> What to work on:
1. Answer these questions using the book list:
(a) How old is Marcia's son Ryan in The Mother?
(b) In LaRose, who is given to the family after the young boy is killed?
(c) What is the plague called in The Fireman?
2. Reproduce word for word the part of the book list that begins at the words "LaRose by Louise" and stops after the words "among celebrity memoirs.".
------ Source passage ------
The Mother by Yvvette Edwards
A mother experiences her worst nightmare in this searing story of loss and grief. Marcia never imagined her 16-year-old son Ryan would be taken from her in such a violent way, but when he is murdered, she struggles to make sense of it and searches for answers as her marriage begins to crumble.
LaRose by Louise Erdrich
When a horrible tragedy strikes a family and a young boy is accidentally killed, LaRose, the neighbor’s son, is given to them to help ease the pain between the families. But years later, a man threatens to reveal the secret that holds the households together. Erdrich, as always, is amazing.
In the Country We Love: My Family Divided by Diane Guerrero
The actress from “Orange in the New Black” and “Jane the Virgin” has written a thoughtful, warm memoir about building a life and a career in the United States after her parents were detained and deported back to Colombia while she was at school. Guerrero, who was born in the U.S., tells the story of her resilience and shines a light on the millions of people in the country with citizen children who live in fear of a similar fate as her parents. This is a gem among celebrity memoirs.
The Fireman by Joe Hill
In the not-so-distant future, a deadly plague is sweeping the world. It’s called Dragonscale, a disease that eventually causes its victims to go up in flames. As fear of the ’scale spreads and violent mobs seek to eradicate those with it, a young pregnant woman seeks shelter at a camp for infecteds. There she meets the enigmatic Fireman, a man who has managed to control the disease. This book is bonkers good, and it is Hill’s best work yet!
------ Dataset records ------
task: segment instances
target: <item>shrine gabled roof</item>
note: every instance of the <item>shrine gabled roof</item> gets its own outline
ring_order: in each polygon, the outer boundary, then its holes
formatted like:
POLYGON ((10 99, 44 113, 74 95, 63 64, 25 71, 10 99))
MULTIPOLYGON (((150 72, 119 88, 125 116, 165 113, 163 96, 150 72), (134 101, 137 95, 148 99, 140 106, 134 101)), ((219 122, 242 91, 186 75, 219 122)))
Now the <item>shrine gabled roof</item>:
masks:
------
------ Dataset records ------
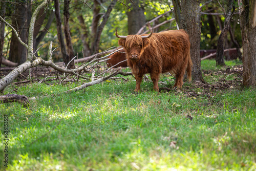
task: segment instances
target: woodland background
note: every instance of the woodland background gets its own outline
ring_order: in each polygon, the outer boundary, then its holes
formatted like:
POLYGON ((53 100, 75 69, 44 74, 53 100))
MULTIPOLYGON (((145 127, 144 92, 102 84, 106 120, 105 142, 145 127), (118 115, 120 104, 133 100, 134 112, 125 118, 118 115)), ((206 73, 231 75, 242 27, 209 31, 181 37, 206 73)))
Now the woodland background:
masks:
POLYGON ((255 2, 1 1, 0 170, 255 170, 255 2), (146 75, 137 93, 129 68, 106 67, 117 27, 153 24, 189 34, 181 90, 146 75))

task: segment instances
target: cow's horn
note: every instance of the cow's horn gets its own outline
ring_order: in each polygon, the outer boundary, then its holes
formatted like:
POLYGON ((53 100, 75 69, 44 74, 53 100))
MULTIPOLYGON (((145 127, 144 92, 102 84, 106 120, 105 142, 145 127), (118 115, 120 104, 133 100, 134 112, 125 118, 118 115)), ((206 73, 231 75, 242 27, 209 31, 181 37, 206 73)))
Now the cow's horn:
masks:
------
------ Dataset records ------
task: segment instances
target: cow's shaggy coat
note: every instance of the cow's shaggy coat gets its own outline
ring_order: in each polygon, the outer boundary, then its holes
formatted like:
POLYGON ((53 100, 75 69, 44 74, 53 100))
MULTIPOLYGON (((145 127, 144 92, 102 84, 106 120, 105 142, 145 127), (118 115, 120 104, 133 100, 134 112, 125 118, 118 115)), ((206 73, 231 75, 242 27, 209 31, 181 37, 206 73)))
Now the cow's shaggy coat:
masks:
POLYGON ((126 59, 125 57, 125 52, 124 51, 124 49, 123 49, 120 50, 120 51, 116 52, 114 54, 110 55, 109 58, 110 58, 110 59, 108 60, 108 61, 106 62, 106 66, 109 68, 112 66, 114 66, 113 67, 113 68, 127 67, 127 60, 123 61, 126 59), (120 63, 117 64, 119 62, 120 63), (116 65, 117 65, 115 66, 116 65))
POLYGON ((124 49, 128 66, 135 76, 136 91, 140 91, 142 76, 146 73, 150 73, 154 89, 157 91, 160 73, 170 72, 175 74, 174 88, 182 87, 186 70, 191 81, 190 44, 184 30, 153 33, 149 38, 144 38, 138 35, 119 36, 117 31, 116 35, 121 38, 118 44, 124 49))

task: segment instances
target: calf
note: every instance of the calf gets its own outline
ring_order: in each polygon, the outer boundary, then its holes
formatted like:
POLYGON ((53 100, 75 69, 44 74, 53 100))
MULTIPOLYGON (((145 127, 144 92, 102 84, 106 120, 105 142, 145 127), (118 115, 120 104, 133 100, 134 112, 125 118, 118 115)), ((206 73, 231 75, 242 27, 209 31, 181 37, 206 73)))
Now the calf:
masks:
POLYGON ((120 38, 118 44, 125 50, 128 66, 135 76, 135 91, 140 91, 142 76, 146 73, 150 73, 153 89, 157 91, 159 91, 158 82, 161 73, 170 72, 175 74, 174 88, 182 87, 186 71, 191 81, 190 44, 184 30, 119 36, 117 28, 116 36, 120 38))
------
> Expected results:
1.
(a) 16
(b) LaRose, the neighbor's son
(c) Dragonscale

2.
LaRose by Louise Erdrich
When a horrible tragedy strikes a family and a young boy is accidentally killed, LaRose, the neighbor’s son, is given to them to help ease the pain between the families. But years later, a man threatens to reveal the secret that holds the households together. Erdrich, as always, is amazing.
In the Country We Love: My Family Divided by Diane Guerrero
The actress from “Orange in the New Black” and “Jane the Virgin” has written a thoughtful, warm memoir about building a life and a career in the United States after her parents were detained and deported back to Colombia while she was at school. Guerrero, who was born in the U.S., tells the story of her resilience and shines a light on the millions of people in the country with citizen children who live in fear of a similar fate as her parents. This is a gem among celebrity memoirs.